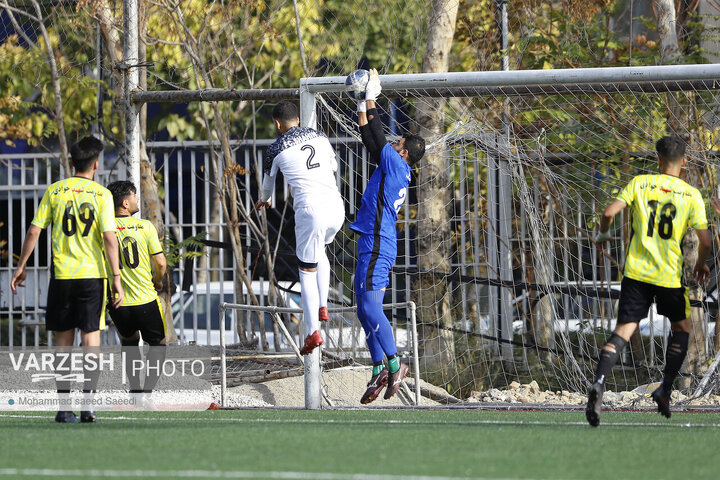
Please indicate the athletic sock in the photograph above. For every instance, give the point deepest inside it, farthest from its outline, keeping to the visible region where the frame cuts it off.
(60, 366)
(310, 300)
(608, 358)
(323, 278)
(393, 363)
(674, 356)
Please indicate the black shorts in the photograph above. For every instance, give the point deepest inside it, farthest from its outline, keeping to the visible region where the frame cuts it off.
(636, 298)
(148, 319)
(76, 303)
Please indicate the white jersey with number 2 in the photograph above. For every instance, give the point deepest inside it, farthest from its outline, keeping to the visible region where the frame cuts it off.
(307, 160)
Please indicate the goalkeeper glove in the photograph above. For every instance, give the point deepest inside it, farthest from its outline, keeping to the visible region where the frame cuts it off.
(602, 237)
(373, 89)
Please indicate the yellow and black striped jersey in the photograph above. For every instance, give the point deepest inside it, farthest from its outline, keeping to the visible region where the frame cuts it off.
(80, 210)
(138, 240)
(662, 208)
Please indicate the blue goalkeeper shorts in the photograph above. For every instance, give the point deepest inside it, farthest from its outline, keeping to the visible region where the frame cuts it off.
(376, 256)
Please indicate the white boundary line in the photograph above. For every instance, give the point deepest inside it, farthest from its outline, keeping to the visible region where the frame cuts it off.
(100, 473)
(382, 421)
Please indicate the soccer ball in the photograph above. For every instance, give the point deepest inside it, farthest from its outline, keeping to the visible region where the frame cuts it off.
(355, 84)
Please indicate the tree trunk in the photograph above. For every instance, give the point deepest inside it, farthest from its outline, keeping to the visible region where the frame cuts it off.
(434, 218)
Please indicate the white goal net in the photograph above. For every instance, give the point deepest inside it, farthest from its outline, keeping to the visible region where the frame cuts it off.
(494, 242)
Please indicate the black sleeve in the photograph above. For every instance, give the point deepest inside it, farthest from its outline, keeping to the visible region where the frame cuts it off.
(367, 138)
(376, 129)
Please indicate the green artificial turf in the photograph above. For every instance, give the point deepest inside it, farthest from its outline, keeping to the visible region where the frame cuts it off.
(362, 444)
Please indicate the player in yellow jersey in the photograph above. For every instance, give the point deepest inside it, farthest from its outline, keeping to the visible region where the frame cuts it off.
(662, 207)
(142, 267)
(83, 230)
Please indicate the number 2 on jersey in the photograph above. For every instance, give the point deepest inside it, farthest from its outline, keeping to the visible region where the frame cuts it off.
(129, 252)
(667, 215)
(309, 163)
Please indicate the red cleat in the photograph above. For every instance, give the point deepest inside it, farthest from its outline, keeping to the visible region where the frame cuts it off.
(395, 381)
(311, 341)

-------

§ **Problem statement**:
Copy each line above exactly, with no images.

§ **Solution to this problem**:
Please indicate the athletic sock in the photograph above. For every instance, give the point deepest inside it, farthest from its outline, keeping to the visible region where the frame cuts it off.
(60, 366)
(310, 300)
(608, 358)
(323, 278)
(393, 363)
(674, 356)
Please indicate the black shorts in the photograph above. For every instance, give the point deepest inside it, farthest from its outline, keeping to the visible region where the frame cuts it off.
(636, 298)
(148, 319)
(76, 303)
Please indicate the white jersey with number 2 in the photograph above. For every instance, give the point deepest inside it, farthest from its outline, keeping to the visible region where the frame cuts it off.
(307, 160)
Please indicate the goalkeeper glove in the photograph above. For every instance, give the point deepest inside it, farthest from its outline, keeping to the visible region where the frame cuts it off.
(602, 237)
(373, 89)
Please indicate the yellow and black striped jersey in the photograph above. For every instance, give the point deepest inside it, farthest from its outline, keeping to the visible region where the frame cuts it off.
(80, 210)
(138, 240)
(662, 208)
Please indicate the blue goalkeeper shorts in the photograph above. For every instance, give the point deepest inside it, farthest from its outline, keeping to the visible region where the frame cuts it off.
(376, 256)
Please indicate the white boundary line in the photograph above. For every instance, give the point deepest inside it, farthest from its outline, keeping to the visible region where the frame cuts it off.
(100, 473)
(382, 421)
Please indicate the soccer ball in the photograph above. For every instance, give the point deepest inside it, farthest from its outline, keeping to the visible region where the frame cuts it off.
(355, 84)
Please indicate the tree trunk in the photograph above. For every instance, give the point deepest inside it, farthest from its outline, keeping to the visible region where the frame cuts it off.
(434, 218)
Please indicate the white goal net in the photograph above. For every instance, give the point deepest inside it, farthest from its outline, keeping to the visible region where the frame cuts it off.
(494, 242)
Please indicate the black sleeve in the photograph above. For every instance, give the point deepest inside it, farthest from its outline, keeping to the visible region where the frame cuts it off.
(367, 138)
(376, 129)
Please indicate the green artificial turf in the photograph above. For every instance, give the point deepest inside it, farthest from its outline, keeping to the visible region where the frame cuts it off.
(362, 444)
Please indicate the player in yellow jersey in the photograph above. For every instance, give the point deepest inside it, farthest from its outline, keeping to the visible region where the frame cuts it off.
(662, 207)
(142, 267)
(83, 230)
Please indicate the number 2 on jersey in the photograph above. For every instance, give the point deepest inside it, farthest from its outline, keeping to the visible region where the frame cuts it off.
(129, 252)
(667, 215)
(309, 163)
Please indicate the red cleat in the photograph above. For every instance, give the point deepest inside it, farthest from its outline, keeping to the visible region where the frame cuts it off.
(395, 381)
(311, 341)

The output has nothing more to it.